Start of Selected extract

In my previous blog post, I talked about new general tablespaces in MySQL 8.0. Recently MySQL 8.0.3-rc was released, which includes a new data dictionary. My goal is to create one million tables in MySQL and test the performance.

Background questions

Q: Why million tables in MySQL? Is it even realistic? How does this happen?

Usually, millions of tables in MySQL is a result of “a schema per customer” Software as a Service (SaaS) approach. For the purposes of customer data isolation (security) and logical data partitioning (performance), each “customer” has a dedicated schema. You can think of a WordPress hosting service (or any CMS based hosting) where each customer has their own dedicated schema. With 10K customers per MySQL server, we could end up with millions of tables.

Q: Should you design an application with >1 million tables?

Having separate tables is one of the easiest designs for a multi-tenant or SaaS application, and makes it easy to shard and re-distribute your workload between servers. In fact, the table-per-customer or schema-per-customer design has the quickest time-to-market, which is why we see it a lot in consulting. In this post, we are not aiming to cover the merits of should you do this (if your application has high churn or millions of free users, for example, it might not be a good idea). Instead, we will focus on if the new data dictionary provides relief to a historical pain point.

Q: Why is one million tables a problem?

The main issue results from the fact that MySQL needs to open (and eventually close) the table structure file (FRM file). With one million tables, we are talking about at least one million files. Originally MySQL fixed it with table_open_cache and table_definition_cache. However, the maximum value for table_open_cache is 524288. In addition, it is split into 16 partitions by default (to reduce the contention). So it is not ideal. MySQL 8.0 has removed FRM files for InnoDB, and will now allow you to create general tablespaces. I’ve demonstrated how we can create tablespace per customer in MySQL 8.0, which is ideal for “schema-per-customer” approach (we can move/migrate one customer data to a new server by importing/exporting the tablespace).

One million tables in MySQL 5.7

Recently, I’ve created a test with one million tables. The test creates 10K databases, and each database contains 100 tables. To use a standard benchmark I’ve employed sysbench table structure.

This also creates a huge overhead: with one million tables we have ~two million files. Each .frm file and .ibd file size sums up to 175G:

Now I’ve used sysbench Lua script to insert one row randomly into one table

With:

Sysbench will choose one table randomly out of one million. With oltp_tables_count = 1 and oltp_db_count = 100, it will only choose the first table (sbtest1) out of the first 100 databases (randomly).

As expected, MySQL 5.7 has a huge performance degradation when going across one million tables. When running a script that only inserts data into 100 random tables, we can see ~150K transactions per second. When the data is inserted in one million tables (chosen randomly) performance drops to 2K (!) transactions per second:

Insert into 100 random tables:

Insert into one million random tables:

This is expected. Here I’m testing the worst-case scenario, where we can’t keep all table open handlers and table definitions in cache (memory) since the table_open_cache and table_definition_cache both have a limit of 524288.

End of Selected extract

**Problem:** Reproduce the stretch of the MySQL million-tables text from "In my previous" through "with >1 million tables?" without changes. Nothing in the listing has any bearing on this.

Start of Supplied material

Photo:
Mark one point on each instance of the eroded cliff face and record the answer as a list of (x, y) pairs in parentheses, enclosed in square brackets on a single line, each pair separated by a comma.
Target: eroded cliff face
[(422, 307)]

End of Supplied material

**Finished answer:**
In my previous blog post, I talked about new general tablespaces in MySQL 8.0. Recently MySQL 8.0.3-rc was released, which includes a new data dictionary. My goal is to create one million tables in MySQL and test the performance.

Background questions

Q: Why million tables in MySQL? Is it even realistic? How does this happen?

Usually, millions of tables in MySQL is a result of “a schema per customer” Software as a Service (SaaS) approach. For the purposes of customer data isolation (security) and logical data partitioning (performance), each “customer” has a dedicated schema. You can think of a WordPress hosting service (or any CMS based hosting) where each customer has their own dedicated schema. With 10K customers per MySQL server, we could end up with millions of tables.

Q: Should you design an application with >1 million tables?